A "borderless society for health" necessary to make greater inroads: WHO Acting Director-General

Dr Anders Nordström

Today, Dr Anders Nordström, Acting Director-General of the World Health Organization told delegates at the XVIth International AIDS Conference that "drastic measures" were required to ensure there are enough health workers available to deliver universal access to HIV/AIDS prevention, treatment, care and support by 2010. He also welcomed the broad consensus at the conference that a comprehensive response to HIV/AIDS was essential.

In a speech at Friday's closing session, Dr Nordström stressed that "money, medicines and a motivated, skilled workforce" were key to delivering universal access.

Money – urgent gaps, and long-term support

He underscored that the funds available for HIV/AIDS globally were growing, but, so were the needs. "Worldwide, resources for HIV/AIDS have increased to over US$ 8 billion a year. But that is still not enough. The estimated need in low- and middle-income countries is US$ 15 billion this year, and that will grow to US$ 22 billion in 2008.

"That widening gap must be filled, and commitment sustained. It calls for more than traditional international development assistance."

Dr Nordström praised recent initiatives aimed at providing sustainable financing mechanisms, such as the UNITAID initiative of France, Brazil, Chile, Norway and the United Kingdom, which uses a levy on airline taxes to channel new money to HIV work. He also noted that new potential mechanisms - such as advance market commitments - could provide incentives for research and development into new medicines and vaccines. He stressed that developed countries, including the G8, must live up to their financial and political HIV/AIDS commitments, and that national governments must also spend more on health domestically, and make HIV/AIDS a funding priority.

Medicines - access to drugs remains critical

Dr Nordström noted that "3 by 5" – the WHO and UNAIDS initiative to expand access to antiretroviral treatment to 3 million people in low- and middle-income countries by the end of 2005 - had influenced the HIV/AIDS landscape. He paid tribute to Dr LEE Jong-wook, WHO's former Director-General, and his role in forcing a shift in approach and attitude to access to treatment.

"This is demonstrated through a ten-fold increase in people on treatment in sub-Saharan Africa," he said. “But the challenges in that region also illustrate what still needs to be done. Seventy per cent of the global unmet need for treatment is in Africa.”

● ● ● ● ●

- Exercise set
1. Set down the part of the article on Dr Nordström's speech that opens with the words containing "Today, Dr Anders" and closes with "delivering universal access.", without altering anything.
2. Resume the article on Dr Nordström's speech after its last sentence.

- Information
● ● ● ● ●

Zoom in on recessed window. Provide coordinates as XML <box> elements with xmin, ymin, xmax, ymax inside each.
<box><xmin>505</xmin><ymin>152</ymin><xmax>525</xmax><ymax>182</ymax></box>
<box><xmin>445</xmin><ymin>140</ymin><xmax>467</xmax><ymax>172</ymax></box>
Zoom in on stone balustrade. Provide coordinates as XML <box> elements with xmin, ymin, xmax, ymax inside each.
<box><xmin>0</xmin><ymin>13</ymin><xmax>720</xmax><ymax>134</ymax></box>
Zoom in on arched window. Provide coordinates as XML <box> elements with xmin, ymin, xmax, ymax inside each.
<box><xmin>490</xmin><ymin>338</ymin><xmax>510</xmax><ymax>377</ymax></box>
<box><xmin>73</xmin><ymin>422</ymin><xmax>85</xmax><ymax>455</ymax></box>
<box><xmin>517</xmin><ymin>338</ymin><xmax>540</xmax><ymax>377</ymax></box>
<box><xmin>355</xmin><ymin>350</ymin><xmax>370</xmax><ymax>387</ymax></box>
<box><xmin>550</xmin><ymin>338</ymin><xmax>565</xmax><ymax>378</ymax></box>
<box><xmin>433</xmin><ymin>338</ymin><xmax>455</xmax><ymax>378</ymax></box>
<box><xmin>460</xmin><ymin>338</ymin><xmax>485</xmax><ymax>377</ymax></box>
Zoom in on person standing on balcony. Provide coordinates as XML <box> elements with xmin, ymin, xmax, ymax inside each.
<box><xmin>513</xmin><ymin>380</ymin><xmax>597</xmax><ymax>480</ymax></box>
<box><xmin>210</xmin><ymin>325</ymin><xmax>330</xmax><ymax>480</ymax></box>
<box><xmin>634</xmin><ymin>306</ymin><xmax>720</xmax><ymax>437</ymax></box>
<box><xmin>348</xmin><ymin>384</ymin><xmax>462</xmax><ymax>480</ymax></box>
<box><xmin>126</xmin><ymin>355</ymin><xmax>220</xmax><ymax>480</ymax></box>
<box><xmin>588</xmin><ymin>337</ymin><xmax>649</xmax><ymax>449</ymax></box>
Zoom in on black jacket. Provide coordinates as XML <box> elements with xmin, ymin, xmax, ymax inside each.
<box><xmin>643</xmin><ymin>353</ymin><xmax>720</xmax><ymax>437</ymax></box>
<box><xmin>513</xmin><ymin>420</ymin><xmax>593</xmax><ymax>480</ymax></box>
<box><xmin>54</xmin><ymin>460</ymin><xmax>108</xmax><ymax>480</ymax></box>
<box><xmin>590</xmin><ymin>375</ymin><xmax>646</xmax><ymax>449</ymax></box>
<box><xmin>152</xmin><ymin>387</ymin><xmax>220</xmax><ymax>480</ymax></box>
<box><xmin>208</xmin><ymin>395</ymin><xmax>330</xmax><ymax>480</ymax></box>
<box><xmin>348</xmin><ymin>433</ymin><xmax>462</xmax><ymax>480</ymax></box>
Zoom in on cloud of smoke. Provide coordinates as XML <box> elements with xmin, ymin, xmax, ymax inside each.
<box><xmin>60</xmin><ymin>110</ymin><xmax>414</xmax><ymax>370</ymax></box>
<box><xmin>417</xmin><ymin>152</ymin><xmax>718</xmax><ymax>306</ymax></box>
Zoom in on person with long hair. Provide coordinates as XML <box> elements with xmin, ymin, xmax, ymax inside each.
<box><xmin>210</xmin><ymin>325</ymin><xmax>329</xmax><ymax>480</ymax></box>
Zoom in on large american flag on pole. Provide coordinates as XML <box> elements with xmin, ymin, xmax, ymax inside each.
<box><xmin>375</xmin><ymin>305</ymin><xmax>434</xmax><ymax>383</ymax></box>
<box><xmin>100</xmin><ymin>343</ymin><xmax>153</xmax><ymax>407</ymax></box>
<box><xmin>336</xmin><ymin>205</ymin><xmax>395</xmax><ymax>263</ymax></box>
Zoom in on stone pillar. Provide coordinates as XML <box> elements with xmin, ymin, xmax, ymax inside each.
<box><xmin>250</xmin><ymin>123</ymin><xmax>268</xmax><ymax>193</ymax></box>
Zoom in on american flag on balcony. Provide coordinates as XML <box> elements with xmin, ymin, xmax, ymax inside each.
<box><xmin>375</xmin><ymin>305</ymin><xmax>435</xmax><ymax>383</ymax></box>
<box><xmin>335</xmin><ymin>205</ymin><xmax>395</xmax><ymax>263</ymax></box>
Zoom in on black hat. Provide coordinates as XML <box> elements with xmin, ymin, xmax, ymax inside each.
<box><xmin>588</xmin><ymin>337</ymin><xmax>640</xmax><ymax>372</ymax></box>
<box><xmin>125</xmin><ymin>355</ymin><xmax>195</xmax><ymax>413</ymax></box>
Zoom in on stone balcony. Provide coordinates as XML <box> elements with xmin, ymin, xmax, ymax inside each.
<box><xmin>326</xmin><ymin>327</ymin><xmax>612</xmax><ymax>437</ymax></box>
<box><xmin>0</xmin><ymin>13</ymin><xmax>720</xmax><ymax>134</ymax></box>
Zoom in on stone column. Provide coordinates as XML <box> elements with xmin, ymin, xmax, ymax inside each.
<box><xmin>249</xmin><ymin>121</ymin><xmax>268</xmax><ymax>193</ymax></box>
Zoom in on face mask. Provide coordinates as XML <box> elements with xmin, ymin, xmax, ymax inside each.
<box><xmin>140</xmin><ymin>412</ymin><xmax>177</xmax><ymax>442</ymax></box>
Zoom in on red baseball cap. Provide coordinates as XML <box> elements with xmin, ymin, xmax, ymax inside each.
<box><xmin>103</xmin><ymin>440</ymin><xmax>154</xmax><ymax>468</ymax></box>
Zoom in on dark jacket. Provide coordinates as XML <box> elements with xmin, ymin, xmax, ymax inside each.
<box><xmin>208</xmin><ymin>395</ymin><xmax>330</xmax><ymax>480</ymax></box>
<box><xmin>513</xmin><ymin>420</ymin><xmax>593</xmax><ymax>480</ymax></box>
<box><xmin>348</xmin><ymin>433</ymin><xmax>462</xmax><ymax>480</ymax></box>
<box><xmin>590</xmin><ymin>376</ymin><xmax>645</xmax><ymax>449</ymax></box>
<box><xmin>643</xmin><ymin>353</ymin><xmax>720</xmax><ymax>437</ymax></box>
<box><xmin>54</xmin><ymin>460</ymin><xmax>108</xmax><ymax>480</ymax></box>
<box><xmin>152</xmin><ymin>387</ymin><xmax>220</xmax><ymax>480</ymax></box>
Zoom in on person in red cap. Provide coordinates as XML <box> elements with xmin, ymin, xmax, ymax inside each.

● ● ● ● ●

- Task-by-task answers
1.
Today, Dr Anders Nordström, Acting Director-General of the World Health Organization told delegates at the XVIth International AIDS Conference that "drastic measures" were required to ensure there are enough health workers available to deliver universal access to HIV/AIDS prevention, treatment, care and support by 2010. He also welcomed the broad consensus at the conference that a comprehensive response to HIV/AIDS was essential.

In a speech at Friday's closing session, Dr Nordström stressed that "money, medicines and a motivated, skilled workforce" were key to delivering universal access.

2.
He stressed that drug pricing was still an issue - to ensure that both first-line and second-line treatments were affordable. "There is growing momentum for innovation, research and addressing intellectual property issues to ensure maximum access to new products that save lives.

"We need ideas to turn into new drugs and diagnostics that strengthen our ability to safely treat infants and children as well as adults. We also need a vaccine and a microbicide."

Without health workers, universal access not possible

"Universal access must include access to a skilled and motivated health worker," said Dr Nordström. "No improvement in financing or medical products can make a lasting difference in people's lives until the crisis in the health workforce is solved.”

He called for "drastic measures" to urgently strengthen the workforce. WHO's new ‘Treat, Train, Retain’ plan, launched this week at the conference, also demonstrates how ensuring prevention and treatment for health workers in a supportive work environment can help improve working conditions, and critically, keep staff healthy and motivated.

A health system also depends on stronger information and surveillance systems, logistics and distribution systems - all areas that WHO is helping national governments to address, he said.

A borderless society for health

Dr Nordström asked delegates to make universal access possible through "a borderless society for health. One that embraces all who can make a difference, from political leaders, scientists, health workers to young people, persons living with HIV, the poor, sex workers, injection drug users, people in prisons.”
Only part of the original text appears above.